* _Materials provided_
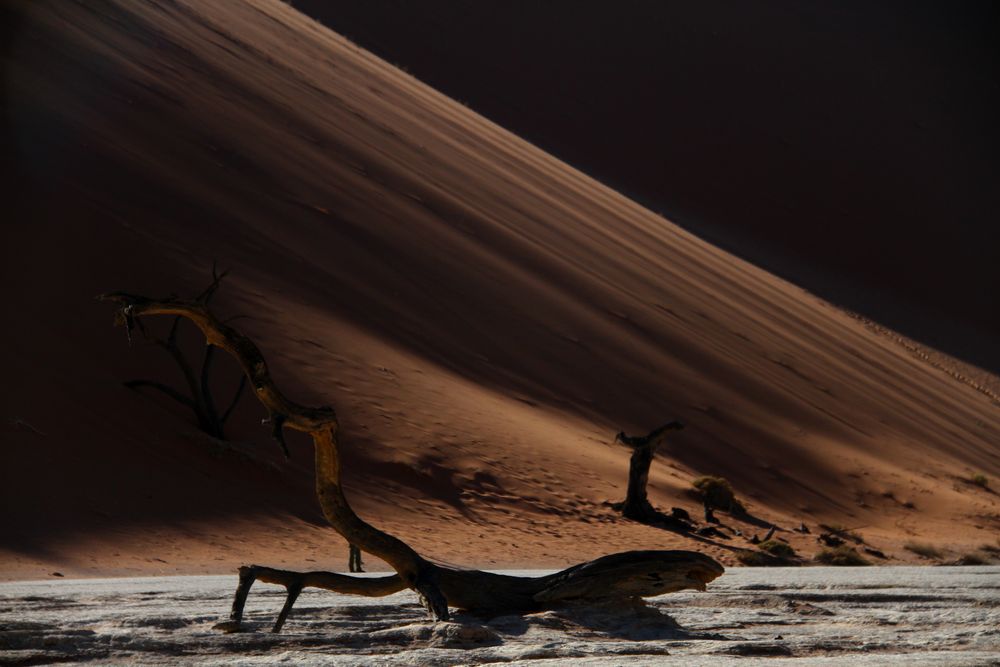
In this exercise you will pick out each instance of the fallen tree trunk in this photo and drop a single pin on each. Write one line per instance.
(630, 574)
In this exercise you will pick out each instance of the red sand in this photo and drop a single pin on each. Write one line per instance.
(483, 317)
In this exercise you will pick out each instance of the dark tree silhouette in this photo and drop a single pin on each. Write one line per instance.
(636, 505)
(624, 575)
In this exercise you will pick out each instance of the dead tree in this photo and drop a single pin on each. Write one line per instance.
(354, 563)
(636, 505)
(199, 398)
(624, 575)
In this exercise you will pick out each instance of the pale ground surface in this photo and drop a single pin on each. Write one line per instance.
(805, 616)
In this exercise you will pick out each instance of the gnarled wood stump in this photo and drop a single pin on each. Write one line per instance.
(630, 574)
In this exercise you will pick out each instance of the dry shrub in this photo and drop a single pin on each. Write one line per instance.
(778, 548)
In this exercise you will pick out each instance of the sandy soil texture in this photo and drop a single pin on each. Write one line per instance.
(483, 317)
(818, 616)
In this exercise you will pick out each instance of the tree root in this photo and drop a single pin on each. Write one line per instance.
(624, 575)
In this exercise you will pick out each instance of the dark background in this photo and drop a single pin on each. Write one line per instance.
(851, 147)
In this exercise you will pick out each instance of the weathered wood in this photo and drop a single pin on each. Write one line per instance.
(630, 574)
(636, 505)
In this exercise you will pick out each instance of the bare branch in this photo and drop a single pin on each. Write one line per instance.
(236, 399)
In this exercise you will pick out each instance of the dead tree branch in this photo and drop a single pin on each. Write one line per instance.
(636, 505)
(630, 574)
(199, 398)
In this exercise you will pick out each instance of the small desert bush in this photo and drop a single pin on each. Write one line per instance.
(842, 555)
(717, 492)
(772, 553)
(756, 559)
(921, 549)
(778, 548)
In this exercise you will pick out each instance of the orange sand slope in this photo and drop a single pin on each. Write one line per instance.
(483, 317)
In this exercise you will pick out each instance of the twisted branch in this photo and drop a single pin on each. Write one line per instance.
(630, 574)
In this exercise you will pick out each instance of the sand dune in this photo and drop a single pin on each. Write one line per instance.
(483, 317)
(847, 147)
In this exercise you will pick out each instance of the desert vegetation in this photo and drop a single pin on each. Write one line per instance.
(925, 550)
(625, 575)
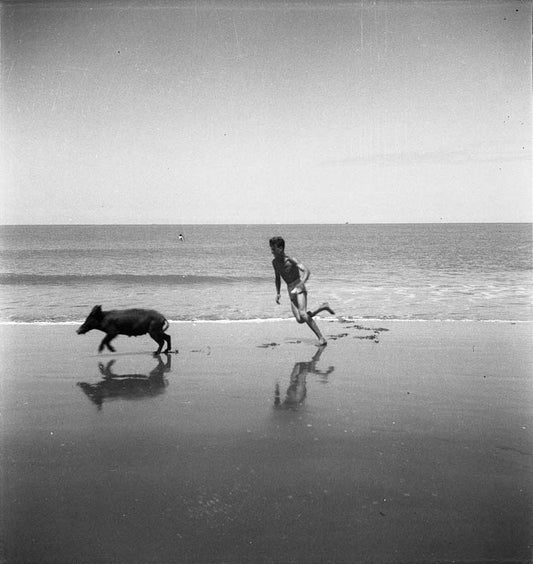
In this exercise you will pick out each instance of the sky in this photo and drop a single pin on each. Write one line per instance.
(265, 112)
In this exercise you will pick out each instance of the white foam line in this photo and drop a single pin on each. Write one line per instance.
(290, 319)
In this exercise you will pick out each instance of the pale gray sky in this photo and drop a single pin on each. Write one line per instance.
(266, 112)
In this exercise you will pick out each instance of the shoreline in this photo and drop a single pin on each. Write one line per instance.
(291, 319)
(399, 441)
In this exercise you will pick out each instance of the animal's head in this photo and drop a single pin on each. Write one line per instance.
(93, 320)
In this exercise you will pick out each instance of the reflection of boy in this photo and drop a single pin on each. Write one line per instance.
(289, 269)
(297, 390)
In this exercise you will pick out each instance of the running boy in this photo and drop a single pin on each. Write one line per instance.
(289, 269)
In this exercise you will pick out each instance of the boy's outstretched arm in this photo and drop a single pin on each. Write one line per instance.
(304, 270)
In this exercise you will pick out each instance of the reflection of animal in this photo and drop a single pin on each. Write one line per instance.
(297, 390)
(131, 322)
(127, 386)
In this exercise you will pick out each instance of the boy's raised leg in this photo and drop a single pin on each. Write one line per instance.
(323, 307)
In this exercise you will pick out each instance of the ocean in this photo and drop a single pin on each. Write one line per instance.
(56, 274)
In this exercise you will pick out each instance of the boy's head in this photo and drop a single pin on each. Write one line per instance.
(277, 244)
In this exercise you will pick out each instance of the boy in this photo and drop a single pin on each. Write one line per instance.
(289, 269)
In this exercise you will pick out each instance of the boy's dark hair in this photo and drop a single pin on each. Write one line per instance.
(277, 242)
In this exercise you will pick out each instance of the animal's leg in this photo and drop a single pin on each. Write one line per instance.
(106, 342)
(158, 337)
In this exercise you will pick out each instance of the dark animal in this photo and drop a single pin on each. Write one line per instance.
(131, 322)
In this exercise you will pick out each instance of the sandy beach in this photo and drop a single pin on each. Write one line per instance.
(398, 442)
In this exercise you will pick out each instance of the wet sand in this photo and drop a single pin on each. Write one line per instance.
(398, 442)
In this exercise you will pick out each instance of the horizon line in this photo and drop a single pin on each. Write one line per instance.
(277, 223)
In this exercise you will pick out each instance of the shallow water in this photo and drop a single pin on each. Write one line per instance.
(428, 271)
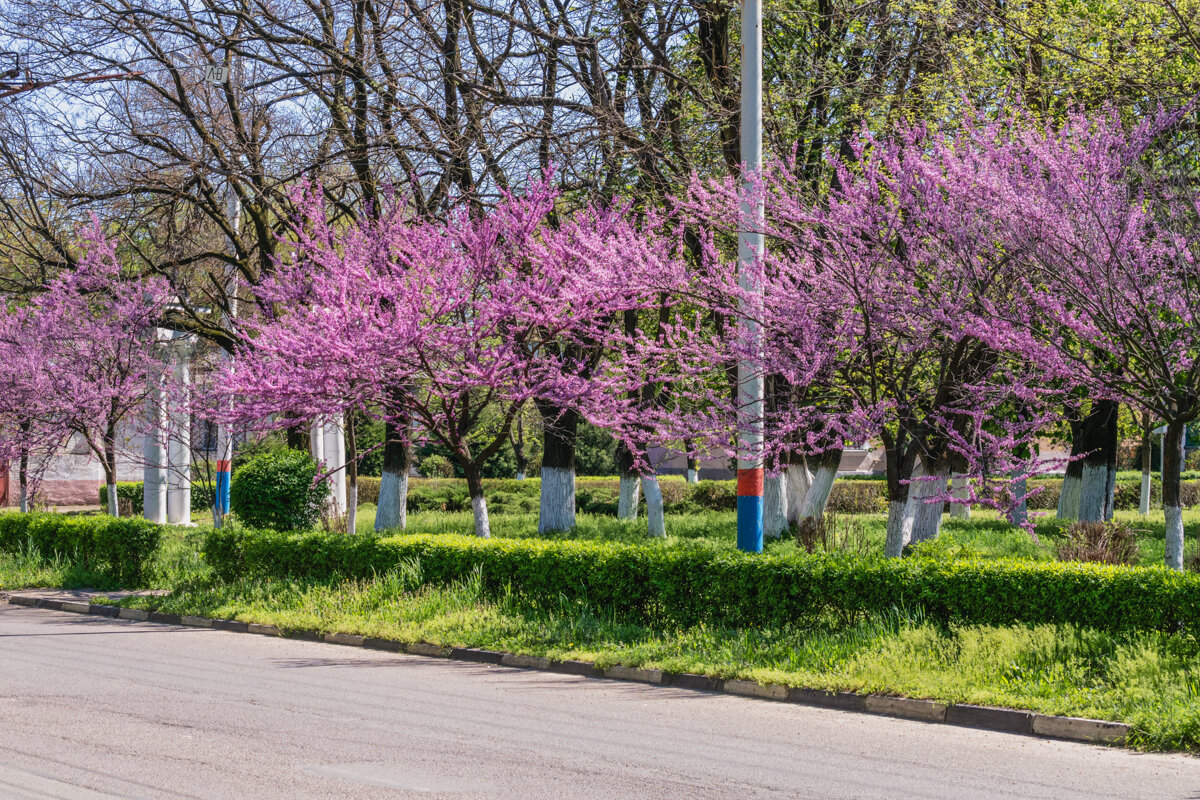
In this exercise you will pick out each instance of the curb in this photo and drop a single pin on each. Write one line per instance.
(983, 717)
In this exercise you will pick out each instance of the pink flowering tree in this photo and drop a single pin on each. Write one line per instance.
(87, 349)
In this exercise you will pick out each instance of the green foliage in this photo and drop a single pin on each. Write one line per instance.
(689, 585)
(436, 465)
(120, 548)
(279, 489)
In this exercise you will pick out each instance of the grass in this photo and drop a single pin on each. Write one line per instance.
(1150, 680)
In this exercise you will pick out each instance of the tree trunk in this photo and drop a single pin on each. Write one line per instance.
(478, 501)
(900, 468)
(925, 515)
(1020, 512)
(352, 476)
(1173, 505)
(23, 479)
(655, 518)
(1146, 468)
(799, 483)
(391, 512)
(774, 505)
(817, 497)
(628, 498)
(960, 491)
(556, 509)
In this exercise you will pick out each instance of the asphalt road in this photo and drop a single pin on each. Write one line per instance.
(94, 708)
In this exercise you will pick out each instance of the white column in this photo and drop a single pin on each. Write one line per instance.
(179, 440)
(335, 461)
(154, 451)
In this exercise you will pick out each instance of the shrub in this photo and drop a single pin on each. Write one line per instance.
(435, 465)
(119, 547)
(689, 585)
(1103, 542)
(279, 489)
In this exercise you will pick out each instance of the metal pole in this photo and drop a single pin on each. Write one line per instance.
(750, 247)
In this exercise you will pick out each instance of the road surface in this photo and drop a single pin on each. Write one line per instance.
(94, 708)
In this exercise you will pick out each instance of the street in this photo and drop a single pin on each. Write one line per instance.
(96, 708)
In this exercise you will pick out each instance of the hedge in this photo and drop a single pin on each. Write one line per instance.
--
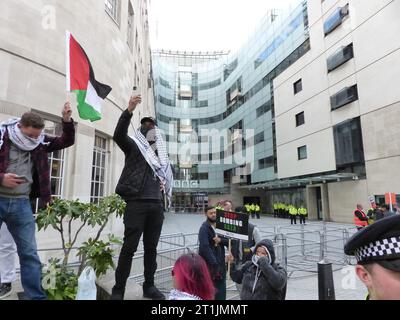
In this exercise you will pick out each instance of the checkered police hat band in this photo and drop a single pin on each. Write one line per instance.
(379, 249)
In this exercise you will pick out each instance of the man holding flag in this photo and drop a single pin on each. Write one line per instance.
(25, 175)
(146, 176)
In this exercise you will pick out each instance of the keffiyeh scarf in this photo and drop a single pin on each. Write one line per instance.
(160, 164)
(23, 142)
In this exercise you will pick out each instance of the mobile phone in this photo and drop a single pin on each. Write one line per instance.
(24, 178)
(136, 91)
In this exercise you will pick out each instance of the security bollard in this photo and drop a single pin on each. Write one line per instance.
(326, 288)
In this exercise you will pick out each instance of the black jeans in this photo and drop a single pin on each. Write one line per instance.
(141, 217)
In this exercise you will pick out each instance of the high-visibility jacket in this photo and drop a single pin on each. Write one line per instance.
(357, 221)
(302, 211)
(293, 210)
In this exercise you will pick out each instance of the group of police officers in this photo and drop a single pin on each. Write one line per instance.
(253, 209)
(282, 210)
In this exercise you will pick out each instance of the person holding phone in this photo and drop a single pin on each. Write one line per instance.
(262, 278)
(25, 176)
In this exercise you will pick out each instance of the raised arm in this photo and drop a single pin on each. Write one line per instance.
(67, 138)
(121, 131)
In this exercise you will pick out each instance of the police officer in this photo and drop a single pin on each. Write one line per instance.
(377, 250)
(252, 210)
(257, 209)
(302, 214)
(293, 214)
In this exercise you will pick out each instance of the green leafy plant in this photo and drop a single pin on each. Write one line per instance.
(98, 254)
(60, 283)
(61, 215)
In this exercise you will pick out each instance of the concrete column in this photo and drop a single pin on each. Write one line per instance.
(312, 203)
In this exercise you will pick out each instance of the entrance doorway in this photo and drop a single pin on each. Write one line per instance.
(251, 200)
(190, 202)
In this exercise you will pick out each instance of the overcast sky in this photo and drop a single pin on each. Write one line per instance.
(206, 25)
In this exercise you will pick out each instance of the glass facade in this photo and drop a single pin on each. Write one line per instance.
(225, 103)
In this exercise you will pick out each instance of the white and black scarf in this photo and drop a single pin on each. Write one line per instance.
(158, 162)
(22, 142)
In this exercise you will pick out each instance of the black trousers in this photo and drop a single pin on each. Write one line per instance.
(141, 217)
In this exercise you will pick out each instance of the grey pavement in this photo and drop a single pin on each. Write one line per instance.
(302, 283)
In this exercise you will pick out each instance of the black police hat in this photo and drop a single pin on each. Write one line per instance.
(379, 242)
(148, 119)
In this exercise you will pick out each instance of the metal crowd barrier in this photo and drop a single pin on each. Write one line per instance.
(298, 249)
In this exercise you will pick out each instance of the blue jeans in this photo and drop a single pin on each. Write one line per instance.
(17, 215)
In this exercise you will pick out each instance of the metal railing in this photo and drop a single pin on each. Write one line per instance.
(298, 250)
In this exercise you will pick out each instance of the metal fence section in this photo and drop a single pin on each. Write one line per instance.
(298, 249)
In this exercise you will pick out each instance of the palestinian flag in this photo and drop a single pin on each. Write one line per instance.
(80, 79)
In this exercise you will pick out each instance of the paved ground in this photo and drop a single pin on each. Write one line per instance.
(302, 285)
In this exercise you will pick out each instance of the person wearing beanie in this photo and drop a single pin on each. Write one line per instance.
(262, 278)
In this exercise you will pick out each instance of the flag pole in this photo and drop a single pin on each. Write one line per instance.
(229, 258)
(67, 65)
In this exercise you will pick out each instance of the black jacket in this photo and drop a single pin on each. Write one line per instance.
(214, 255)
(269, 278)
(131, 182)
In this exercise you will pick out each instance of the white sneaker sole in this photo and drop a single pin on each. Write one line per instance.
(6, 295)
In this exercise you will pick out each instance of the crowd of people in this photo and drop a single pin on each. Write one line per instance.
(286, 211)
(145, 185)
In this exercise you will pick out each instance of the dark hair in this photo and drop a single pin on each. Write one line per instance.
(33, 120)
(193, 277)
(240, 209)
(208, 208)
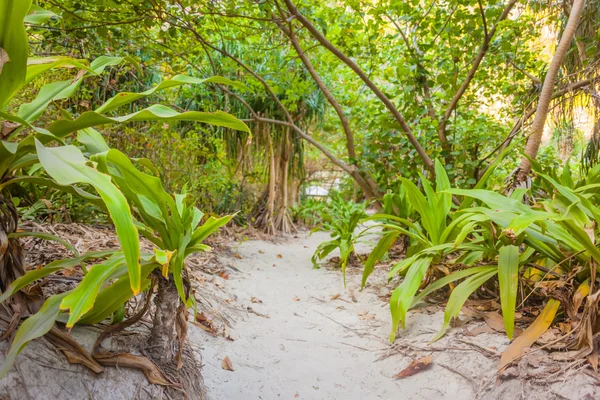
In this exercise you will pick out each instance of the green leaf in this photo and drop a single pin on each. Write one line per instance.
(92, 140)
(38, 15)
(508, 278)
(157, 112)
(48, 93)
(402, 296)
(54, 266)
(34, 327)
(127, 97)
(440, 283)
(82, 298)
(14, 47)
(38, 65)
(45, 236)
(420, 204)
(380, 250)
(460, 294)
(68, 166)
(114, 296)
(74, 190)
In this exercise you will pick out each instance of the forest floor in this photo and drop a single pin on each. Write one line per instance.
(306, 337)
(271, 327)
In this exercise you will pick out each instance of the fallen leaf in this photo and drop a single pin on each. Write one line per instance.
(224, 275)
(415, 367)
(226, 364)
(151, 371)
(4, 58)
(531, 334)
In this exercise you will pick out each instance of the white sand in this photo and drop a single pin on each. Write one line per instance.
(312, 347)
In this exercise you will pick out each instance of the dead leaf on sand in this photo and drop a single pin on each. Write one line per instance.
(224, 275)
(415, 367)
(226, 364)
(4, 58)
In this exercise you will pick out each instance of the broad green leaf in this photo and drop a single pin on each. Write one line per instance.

* _What is required_
Take the material above from the line containing "the dark hair" up to and including the line containing "of the broad" and retype it exactly, without any pictures.

* _Exercise output_
In this exercise you will pick out each instance of the dark hair in this photo and drop a single pin on each. Write one line per instance.
(33, 120)
(193, 277)
(240, 209)
(208, 208)
In this exercise you will pick out each instance of the green leaf in this photo and drop a single pin on each. Write one line per instance.
(92, 140)
(38, 15)
(508, 278)
(157, 112)
(48, 93)
(402, 296)
(54, 266)
(34, 327)
(127, 97)
(440, 283)
(82, 298)
(14, 47)
(38, 65)
(45, 236)
(420, 204)
(380, 250)
(460, 294)
(68, 166)
(114, 296)
(74, 190)
In this exercise you will pick out each instance of the forest floor in this photo and drop a single pin on each. Write one line per instance.
(306, 337)
(271, 327)
In this exercise you will pick out each instance of the fallen leaf in this photo and drop a single pin on each. Write one line per instance.
(224, 275)
(415, 367)
(226, 364)
(151, 371)
(4, 58)
(531, 334)
In this exercise you will pick out each instance of the white sand in this photo and drop a single pin on each. Write one line per instance.
(312, 347)
In this exercise you will pick out each instance of the dead leaf on sand in this photo and drop a single pin on each. Write one line per instance.
(224, 275)
(415, 367)
(226, 364)
(4, 58)
In this exercise you will pick out each instance of the broad green leaf in this photo and drop a single pin on each. Write one line per instance.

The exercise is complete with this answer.